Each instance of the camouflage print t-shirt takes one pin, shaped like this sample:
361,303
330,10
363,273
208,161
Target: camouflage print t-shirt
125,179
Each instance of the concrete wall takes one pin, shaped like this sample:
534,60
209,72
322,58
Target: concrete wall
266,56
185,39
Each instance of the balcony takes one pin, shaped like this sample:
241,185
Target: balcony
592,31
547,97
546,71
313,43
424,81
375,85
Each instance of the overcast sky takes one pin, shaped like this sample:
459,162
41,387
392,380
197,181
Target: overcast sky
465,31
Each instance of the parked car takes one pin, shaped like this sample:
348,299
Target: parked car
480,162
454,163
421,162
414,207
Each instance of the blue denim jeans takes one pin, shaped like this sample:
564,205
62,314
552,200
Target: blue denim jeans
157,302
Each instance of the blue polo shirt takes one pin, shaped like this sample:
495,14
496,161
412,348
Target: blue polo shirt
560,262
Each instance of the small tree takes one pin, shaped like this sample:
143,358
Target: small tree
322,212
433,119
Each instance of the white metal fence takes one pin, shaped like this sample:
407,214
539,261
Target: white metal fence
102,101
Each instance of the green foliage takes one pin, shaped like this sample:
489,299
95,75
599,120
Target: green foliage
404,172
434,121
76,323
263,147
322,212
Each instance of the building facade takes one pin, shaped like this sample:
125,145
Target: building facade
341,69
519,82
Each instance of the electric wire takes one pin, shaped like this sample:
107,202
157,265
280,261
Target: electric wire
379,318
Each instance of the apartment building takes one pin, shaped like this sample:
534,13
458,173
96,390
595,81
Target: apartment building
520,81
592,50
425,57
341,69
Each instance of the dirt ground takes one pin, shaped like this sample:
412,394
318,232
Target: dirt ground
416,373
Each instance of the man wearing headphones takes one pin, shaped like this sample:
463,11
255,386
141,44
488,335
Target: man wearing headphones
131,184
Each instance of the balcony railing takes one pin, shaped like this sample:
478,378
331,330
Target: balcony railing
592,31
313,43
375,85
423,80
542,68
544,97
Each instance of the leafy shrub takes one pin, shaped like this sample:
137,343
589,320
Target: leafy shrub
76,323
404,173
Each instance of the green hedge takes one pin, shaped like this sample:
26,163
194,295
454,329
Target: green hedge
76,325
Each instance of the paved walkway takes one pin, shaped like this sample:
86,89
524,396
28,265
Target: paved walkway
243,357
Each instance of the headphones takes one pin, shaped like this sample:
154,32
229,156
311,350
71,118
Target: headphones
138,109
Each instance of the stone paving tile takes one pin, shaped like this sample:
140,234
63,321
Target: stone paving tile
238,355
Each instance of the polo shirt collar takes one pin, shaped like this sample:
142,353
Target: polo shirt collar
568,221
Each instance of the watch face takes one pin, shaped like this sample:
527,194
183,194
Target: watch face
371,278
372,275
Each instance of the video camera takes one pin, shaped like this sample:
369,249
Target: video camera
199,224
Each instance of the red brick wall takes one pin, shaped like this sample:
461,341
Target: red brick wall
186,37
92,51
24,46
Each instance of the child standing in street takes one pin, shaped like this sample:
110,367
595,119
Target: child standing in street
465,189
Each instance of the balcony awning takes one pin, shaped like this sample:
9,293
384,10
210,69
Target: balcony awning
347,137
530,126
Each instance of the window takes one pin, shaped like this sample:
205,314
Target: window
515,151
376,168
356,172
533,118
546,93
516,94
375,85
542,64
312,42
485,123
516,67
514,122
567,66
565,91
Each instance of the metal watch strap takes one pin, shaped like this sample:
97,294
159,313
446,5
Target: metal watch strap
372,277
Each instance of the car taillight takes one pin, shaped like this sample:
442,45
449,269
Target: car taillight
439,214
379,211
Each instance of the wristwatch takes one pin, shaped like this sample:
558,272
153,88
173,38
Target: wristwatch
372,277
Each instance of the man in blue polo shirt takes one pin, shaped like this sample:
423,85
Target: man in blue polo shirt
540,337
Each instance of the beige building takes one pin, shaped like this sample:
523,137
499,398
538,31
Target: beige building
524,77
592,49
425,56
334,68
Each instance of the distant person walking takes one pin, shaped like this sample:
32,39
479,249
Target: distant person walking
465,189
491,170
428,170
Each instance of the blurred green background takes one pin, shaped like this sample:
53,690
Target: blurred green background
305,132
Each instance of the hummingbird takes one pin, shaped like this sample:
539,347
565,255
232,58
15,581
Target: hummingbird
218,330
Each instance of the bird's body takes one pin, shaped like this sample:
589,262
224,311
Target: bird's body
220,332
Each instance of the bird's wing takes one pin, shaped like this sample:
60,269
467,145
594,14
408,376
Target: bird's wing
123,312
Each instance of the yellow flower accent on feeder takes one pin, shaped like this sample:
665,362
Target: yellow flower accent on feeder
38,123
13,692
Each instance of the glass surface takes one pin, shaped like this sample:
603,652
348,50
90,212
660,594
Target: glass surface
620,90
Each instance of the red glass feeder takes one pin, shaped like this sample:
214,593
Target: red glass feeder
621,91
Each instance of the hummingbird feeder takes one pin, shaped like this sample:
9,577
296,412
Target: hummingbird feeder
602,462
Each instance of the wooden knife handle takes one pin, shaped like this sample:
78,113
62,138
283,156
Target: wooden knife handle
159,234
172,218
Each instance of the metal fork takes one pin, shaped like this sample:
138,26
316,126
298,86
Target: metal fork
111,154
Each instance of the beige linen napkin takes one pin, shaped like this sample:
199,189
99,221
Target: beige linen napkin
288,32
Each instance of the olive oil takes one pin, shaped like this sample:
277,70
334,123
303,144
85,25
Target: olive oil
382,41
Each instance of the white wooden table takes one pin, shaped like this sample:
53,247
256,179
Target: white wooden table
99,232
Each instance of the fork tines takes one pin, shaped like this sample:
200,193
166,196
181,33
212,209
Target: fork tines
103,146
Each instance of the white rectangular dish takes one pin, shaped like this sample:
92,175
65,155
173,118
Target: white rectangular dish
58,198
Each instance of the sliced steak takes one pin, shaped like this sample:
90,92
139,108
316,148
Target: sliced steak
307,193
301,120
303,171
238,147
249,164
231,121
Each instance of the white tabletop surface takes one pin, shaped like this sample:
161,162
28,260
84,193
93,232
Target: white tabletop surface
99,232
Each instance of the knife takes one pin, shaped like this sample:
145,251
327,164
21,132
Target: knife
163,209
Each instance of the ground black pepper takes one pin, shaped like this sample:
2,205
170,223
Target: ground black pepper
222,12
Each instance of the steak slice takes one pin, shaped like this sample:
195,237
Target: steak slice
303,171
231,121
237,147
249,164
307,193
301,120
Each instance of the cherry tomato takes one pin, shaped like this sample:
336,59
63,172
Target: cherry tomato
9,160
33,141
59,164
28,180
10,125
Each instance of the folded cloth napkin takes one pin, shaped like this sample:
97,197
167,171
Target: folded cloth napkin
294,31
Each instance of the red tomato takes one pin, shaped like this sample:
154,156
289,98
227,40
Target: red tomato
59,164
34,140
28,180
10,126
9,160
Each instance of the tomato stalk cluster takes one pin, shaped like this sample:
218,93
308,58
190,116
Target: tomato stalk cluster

**EXERCISE PROMPT**. For each line above that contains the word "stalk", make a copy.

**RESULT OF THIS EXERCISE**.
Each instance of the tomato stalk cluster takes one pin, shaped like this sample:
Target: tomato stalk cluster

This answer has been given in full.